Jeremy Beer on Technocracy, Liberalism, etc.
How Biden Plans to Unify the Country

Dea Matrona / Fleetwood Mac: "Oh Well"

On one of my very very few ventures outside the US, I was in Belfast in 2018. In the middle of the city I heard a familiar riff and realized it was Black Sabbath's "Paranoid." It came from two girls busking--guitar, bass, and a drum machine. They looked like they were having the most fun in the world, and their vocals sounded better than Ozzie's. (I mentioned them in this post at the time).

A few days ago I was looking for early (when they were good) Fleetwood Mac on YouTube and this popped up. They are now officially a band called Dea Matrona, with a drummer who is the younger sister of one of them. I love this. And I love the line about God in the song (be careful what you ask for).

At first I wasn't certain that it was the same girls I'd seen, because I was pretty sure that one of them, the one with the more abundant hair, had been blonde. But that, as my wife remarked, is easily changed. Also, I thought the blonde had been the guitarist.  But watching a few more of their videos shows that they swap around and are equally adept on both instruments and vocals. 

It sounds to me like little sister is maybe trying to keep up with them rather than vice-versa, but she's probably come a long way in a short time. I think a note on one of the videos says she's only fifteen.

Written problem: Print the portion of the Dea Matrona post from "Dea Matrona /" to "at the time).", word for word.

Material provided:
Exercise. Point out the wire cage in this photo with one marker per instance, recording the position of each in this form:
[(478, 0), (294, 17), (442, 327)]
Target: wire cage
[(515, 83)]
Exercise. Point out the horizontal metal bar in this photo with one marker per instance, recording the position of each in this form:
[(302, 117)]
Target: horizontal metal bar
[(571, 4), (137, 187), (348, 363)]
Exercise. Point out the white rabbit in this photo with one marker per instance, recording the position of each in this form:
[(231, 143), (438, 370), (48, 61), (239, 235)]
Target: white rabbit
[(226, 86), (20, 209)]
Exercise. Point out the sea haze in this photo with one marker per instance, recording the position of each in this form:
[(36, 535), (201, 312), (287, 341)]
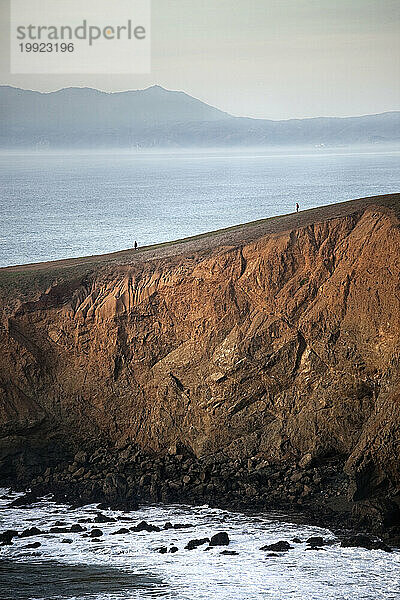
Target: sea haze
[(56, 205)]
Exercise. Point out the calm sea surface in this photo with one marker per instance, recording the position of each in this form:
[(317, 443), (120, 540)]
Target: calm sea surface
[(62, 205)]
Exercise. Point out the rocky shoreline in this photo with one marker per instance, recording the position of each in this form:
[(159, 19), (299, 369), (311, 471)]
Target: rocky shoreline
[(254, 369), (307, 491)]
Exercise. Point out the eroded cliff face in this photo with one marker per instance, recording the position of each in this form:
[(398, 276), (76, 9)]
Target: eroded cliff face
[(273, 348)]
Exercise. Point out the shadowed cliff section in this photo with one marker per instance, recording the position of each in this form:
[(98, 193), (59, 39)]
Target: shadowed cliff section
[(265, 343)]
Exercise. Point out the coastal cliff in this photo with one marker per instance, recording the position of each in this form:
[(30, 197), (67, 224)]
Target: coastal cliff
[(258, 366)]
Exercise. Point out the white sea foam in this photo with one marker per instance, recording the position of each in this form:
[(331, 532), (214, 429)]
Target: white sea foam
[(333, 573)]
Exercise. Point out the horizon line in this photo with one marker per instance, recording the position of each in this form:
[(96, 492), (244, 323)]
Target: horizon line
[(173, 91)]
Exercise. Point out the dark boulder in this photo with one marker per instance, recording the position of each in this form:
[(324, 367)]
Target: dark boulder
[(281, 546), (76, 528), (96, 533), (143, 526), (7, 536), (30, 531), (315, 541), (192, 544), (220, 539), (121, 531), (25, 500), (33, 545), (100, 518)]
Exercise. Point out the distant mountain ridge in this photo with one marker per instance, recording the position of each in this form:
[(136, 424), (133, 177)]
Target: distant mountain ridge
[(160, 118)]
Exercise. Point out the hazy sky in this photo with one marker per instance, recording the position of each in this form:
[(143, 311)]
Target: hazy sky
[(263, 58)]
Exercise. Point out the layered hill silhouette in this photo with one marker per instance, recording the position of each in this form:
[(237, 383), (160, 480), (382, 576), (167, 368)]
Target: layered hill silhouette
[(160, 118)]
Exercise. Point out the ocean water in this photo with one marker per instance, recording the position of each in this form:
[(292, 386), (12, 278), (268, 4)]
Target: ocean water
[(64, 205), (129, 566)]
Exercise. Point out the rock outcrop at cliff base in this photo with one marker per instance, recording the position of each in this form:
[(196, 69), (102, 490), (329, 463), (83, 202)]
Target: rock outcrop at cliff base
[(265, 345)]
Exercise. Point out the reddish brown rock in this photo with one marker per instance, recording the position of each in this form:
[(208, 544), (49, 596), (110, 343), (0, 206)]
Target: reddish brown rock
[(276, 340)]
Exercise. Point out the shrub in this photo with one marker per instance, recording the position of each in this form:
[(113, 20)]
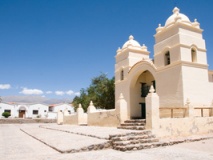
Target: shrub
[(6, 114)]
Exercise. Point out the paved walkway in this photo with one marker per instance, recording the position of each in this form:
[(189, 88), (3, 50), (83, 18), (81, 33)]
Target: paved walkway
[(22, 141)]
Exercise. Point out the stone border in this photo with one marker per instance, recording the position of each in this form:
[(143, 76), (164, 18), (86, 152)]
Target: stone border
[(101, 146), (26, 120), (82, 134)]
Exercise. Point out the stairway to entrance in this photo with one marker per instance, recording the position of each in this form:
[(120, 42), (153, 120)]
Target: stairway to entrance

Reply to the task:
Dea Matrona / Fleetwood Mac: "Oh Well"

On one of my very very few ventures outside the US, I was in Belfast in 2018. In the middle of the city I heard a familiar riff and realized it was Black Sabbath's "Paranoid." It came from two girls busking--guitar, bass, and a drum machine. They looked like they were having the most fun in the world, and their vocals sounded better than Ozzie's. (I mentioned them in this post at the time).